INSTRUCTIONS TO FOLLOW: Retype the listing in full. Change nothing.

PROVIDED RECORDS:
-----
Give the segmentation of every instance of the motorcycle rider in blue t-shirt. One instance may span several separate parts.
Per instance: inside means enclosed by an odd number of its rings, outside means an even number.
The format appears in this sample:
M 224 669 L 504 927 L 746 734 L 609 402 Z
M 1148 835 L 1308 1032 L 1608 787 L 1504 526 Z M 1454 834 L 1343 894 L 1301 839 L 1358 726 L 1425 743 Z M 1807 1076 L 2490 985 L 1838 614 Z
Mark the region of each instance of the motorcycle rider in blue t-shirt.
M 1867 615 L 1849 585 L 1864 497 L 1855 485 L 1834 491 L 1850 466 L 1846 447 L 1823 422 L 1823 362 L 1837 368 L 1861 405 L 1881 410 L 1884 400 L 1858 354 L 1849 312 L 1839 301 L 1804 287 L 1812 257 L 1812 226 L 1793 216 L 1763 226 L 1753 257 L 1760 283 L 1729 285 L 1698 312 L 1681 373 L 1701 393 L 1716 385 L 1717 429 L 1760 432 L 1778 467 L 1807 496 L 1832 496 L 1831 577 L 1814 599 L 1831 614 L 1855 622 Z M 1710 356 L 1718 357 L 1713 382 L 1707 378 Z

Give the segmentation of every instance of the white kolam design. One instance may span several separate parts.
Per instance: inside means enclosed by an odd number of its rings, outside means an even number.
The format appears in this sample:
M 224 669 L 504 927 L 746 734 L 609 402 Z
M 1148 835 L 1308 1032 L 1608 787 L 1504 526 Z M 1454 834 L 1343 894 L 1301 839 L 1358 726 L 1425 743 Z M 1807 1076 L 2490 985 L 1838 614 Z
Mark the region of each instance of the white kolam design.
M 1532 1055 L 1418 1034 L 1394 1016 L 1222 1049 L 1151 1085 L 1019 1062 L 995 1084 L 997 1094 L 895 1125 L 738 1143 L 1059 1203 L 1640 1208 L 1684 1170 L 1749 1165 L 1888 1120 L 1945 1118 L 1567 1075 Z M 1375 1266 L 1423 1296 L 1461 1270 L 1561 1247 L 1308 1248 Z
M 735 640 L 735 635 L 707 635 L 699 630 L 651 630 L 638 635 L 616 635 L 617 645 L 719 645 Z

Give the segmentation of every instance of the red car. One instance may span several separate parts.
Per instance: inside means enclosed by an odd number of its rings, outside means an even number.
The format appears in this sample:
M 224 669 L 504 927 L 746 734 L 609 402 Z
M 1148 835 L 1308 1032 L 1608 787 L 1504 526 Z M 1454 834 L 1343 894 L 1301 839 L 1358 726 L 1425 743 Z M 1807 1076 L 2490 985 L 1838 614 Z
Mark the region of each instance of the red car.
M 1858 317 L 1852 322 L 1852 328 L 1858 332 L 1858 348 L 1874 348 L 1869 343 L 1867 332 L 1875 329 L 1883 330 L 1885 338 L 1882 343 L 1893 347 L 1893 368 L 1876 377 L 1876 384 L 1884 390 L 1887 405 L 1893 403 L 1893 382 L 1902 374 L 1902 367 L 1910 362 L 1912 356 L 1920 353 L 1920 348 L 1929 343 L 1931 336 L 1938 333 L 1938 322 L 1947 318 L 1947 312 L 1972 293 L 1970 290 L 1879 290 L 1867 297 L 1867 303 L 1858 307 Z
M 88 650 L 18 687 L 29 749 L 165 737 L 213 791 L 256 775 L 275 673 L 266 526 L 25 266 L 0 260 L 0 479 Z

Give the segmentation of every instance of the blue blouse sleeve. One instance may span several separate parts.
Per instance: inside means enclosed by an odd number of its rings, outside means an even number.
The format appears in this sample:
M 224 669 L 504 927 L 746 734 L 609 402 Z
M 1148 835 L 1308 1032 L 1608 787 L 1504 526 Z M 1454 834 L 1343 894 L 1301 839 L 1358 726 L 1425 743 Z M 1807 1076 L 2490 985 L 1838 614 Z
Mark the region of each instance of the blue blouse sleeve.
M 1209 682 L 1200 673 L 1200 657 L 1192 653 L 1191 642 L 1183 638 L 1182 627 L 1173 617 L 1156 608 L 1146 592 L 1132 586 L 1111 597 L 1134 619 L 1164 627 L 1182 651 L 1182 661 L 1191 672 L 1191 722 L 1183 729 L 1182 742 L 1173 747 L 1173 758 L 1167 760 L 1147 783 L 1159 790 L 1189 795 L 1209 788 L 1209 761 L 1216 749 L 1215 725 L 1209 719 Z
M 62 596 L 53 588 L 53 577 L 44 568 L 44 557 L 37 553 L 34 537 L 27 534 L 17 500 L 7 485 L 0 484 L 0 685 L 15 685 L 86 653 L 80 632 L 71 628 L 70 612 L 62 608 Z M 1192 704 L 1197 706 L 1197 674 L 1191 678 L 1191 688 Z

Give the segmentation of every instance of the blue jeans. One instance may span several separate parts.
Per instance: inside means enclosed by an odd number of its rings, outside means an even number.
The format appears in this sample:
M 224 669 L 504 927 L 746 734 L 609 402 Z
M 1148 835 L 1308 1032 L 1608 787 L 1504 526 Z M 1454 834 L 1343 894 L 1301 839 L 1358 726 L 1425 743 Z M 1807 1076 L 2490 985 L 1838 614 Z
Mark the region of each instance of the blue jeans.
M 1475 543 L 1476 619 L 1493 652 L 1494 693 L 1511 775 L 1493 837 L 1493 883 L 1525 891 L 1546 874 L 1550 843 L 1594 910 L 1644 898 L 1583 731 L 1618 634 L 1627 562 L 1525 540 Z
-----
ANSWER SPACE:
Give the segmentation of every instance of the motorcycle rider in blue t-shirt. One instance may span several separate parts.
Per instance: inside means enclosed by an odd number of its rings, outside means an even number.
The format appears in this sample:
M 224 669 L 504 927 L 746 734 L 609 402 Z
M 1148 835 L 1308 1032 L 1608 787 L 1504 526 Z M 1454 834 L 1343 894 L 1301 839 L 1358 726 L 1425 743 Z M 1807 1076 L 2490 985 L 1838 614 Z
Mark the region of each instance of the motorcycle rider in blue t-shirt.
M 1867 615 L 1849 585 L 1864 497 L 1855 485 L 1834 491 L 1850 466 L 1846 447 L 1823 422 L 1823 362 L 1837 368 L 1861 405 L 1881 410 L 1884 400 L 1858 354 L 1849 312 L 1839 301 L 1804 287 L 1812 257 L 1812 226 L 1793 216 L 1763 226 L 1753 257 L 1760 283 L 1729 285 L 1698 312 L 1681 373 L 1701 393 L 1716 385 L 1717 429 L 1760 432 L 1778 467 L 1807 496 L 1832 496 L 1831 577 L 1814 599 L 1831 614 L 1855 622 Z M 1710 356 L 1718 357 L 1713 382 L 1707 378 Z

Give the segmentation of every instance of the white kolam design. One instance may span several separate parts.
Per instance: inside means enclosed by an odd number of its rings, outside means an even number.
The format appears in this sample:
M 224 669 L 504 927 L 746 734 L 609 402 Z
M 1148 835 L 1308 1032 L 1608 787 L 1504 526 Z M 1454 834 L 1343 894 L 1301 839 L 1358 726 L 1425 743 Z M 1807 1076 L 2490 985 L 1838 614 Z
Mark the region of each instance of the white kolam design.
M 1532 1055 L 1418 1034 L 1394 1016 L 1222 1049 L 1151 1085 L 1019 1062 L 995 1084 L 997 1094 L 895 1125 L 738 1143 L 1059 1203 L 1640 1208 L 1684 1170 L 1749 1165 L 1888 1120 L 1945 1118 L 1567 1075 Z M 1375 1266 L 1423 1296 L 1461 1270 L 1561 1247 L 1308 1248 Z
M 735 640 L 735 635 L 707 635 L 699 630 L 651 630 L 638 635 L 616 635 L 617 645 L 719 645 Z

Give the segmentation of every instance of the red car. One instance may span several separate parts.
Per instance: inside means enclosed by an odd number of its rings, outside means an even number.
The format appears in this sample:
M 224 669 L 504 927 L 746 734 L 609 402 Z
M 1148 835 L 1308 1032 L 1608 787 L 1504 526 Z M 1454 834 L 1343 894 L 1301 839 L 1358 726 L 1425 743 Z M 1807 1076 L 2490 985 L 1838 614 Z
Mark the region of each instance of the red car.
M 1858 317 L 1852 322 L 1852 328 L 1858 332 L 1858 348 L 1874 348 L 1869 343 L 1867 332 L 1875 329 L 1883 330 L 1885 338 L 1882 343 L 1893 347 L 1893 368 L 1876 377 L 1876 384 L 1884 390 L 1887 405 L 1893 403 L 1893 382 L 1902 374 L 1902 367 L 1910 362 L 1912 356 L 1920 353 L 1920 348 L 1929 343 L 1931 336 L 1938 333 L 1938 322 L 1947 318 L 1947 312 L 1972 293 L 1970 290 L 1879 290 L 1867 297 L 1867 303 L 1858 307 Z
M 88 650 L 18 687 L 29 749 L 165 737 L 213 791 L 256 775 L 275 673 L 266 526 L 25 266 L 0 260 L 0 479 Z

Give the segmentation of every instance of the blue blouse sleeve. One instance may span several separate parts.
Per instance: inside means enclosed by an odd number of its rings, outside means an even number.
The format appears in this sample:
M 224 669 L 504 927 L 746 734 L 609 402 Z
M 1148 835 L 1308 1032 L 1608 787 L 1504 526 Z M 1454 834 L 1343 894 L 1301 839 L 1358 726 L 1425 743 Z M 1807 1076 L 2490 985 L 1838 614 Z
Mark the region of each instance of the blue blouse sleeve.
M 1209 682 L 1200 673 L 1200 657 L 1192 653 L 1191 642 L 1183 638 L 1182 627 L 1173 617 L 1156 608 L 1146 592 L 1132 586 L 1111 597 L 1134 619 L 1164 627 L 1182 651 L 1182 661 L 1191 672 L 1191 722 L 1183 729 L 1182 742 L 1173 747 L 1173 758 L 1167 760 L 1147 783 L 1159 790 L 1189 795 L 1209 788 L 1209 761 L 1216 749 L 1215 725 L 1209 719 Z
M 62 596 L 53 588 L 53 577 L 44 568 L 44 557 L 37 553 L 34 537 L 27 534 L 17 500 L 7 485 L 0 484 L 0 685 L 15 685 L 86 653 L 80 632 L 71 628 L 70 612 L 62 608 Z M 1192 704 L 1197 706 L 1197 674 L 1191 678 L 1191 688 Z

Give the segmentation of every instance of the blue jeans. One instance may span several separate parts.
Per instance: inside means enclosed by an odd number of its rings, outside means an even number.
The format appears in this sample:
M 224 669 L 504 927 L 746 734 L 609 402 Z
M 1148 835 L 1308 1032 L 1608 787 L 1504 526 Z M 1454 834 L 1343 894 L 1301 839 L 1358 726 L 1425 743 Z M 1807 1076 L 2490 985 L 1838 614 Z
Mark the region of each instance of the blue jeans.
M 1475 543 L 1476 619 L 1493 652 L 1494 693 L 1511 775 L 1493 837 L 1493 883 L 1525 891 L 1546 874 L 1550 843 L 1594 910 L 1644 898 L 1583 731 L 1618 634 L 1627 562 L 1525 540 Z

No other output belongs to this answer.